Copy the data exactly, line for line.

[Start of Attachment]

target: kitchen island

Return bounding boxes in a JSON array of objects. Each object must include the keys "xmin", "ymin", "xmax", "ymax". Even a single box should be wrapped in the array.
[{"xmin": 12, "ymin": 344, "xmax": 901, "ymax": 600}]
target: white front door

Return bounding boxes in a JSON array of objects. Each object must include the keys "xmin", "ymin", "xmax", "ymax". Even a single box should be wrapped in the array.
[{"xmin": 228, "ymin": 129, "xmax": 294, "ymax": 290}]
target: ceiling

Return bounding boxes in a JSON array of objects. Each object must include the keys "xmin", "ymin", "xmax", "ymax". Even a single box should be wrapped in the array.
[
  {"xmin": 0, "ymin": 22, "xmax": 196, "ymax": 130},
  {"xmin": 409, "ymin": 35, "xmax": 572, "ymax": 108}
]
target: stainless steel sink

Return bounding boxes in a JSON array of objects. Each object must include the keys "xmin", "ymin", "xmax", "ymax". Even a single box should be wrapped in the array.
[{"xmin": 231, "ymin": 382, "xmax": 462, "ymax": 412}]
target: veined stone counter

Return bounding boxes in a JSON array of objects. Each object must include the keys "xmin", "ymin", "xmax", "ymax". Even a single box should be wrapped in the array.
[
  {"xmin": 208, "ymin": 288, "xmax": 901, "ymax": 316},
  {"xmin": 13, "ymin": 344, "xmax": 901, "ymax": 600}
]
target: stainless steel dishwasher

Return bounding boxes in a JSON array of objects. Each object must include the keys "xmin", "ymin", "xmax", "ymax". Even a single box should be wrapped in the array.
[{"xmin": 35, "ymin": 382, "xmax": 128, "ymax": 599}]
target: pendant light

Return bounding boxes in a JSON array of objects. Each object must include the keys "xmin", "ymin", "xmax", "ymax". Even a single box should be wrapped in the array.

[End of Attachment]

→ **Finished exercise**
target: kitchen island

Return bounding boxes in a JSON array of objects. Each object must include the keys "xmin", "ymin", "xmax", "ymax". Even a single box should be wrapped in the array.
[{"xmin": 12, "ymin": 344, "xmax": 901, "ymax": 600}]
target: white front door

Return bounding boxes in a JSON array of objects. Each object must include the keys "xmin", "ymin", "xmax", "ymax". Even a single box should be wrapped in the array.
[{"xmin": 228, "ymin": 129, "xmax": 294, "ymax": 290}]
target: ceiling

Return bounding boxes in a JSON array of objects. Each object must include the keys "xmin", "ymin", "xmax", "ymax". Even a single box should be wrapped in the array.
[
  {"xmin": 0, "ymin": 22, "xmax": 196, "ymax": 130},
  {"xmin": 409, "ymin": 35, "xmax": 572, "ymax": 108}
]
target: stainless steel sink

Return bounding boxes in a JSON array of objects. Each object must include the keys "xmin", "ymin", "xmax", "ymax". Even a single box should be wrapped in the array.
[{"xmin": 231, "ymin": 382, "xmax": 462, "ymax": 412}]
target: veined stone counter

Return bounding boxes in a JSON array of objects. Each object must include the keys "xmin", "ymin", "xmax", "ymax". Even a single box should be wrapped in the array.
[
  {"xmin": 208, "ymin": 288, "xmax": 901, "ymax": 316},
  {"xmin": 13, "ymin": 344, "xmax": 901, "ymax": 600}
]
target: stainless steel dishwasher

Return bounding boxes in a JSON array of objects. Each object must include the keys "xmin", "ymin", "xmax", "ymax". Even a single box should be wrapped in the array.
[{"xmin": 35, "ymin": 382, "xmax": 128, "ymax": 599}]
target: pendant light

Return bounding boxes in a JSON array of objects. Each object must include the keys "xmin", "ymin", "xmax", "ymax". Even a single box should be wrapped in the array.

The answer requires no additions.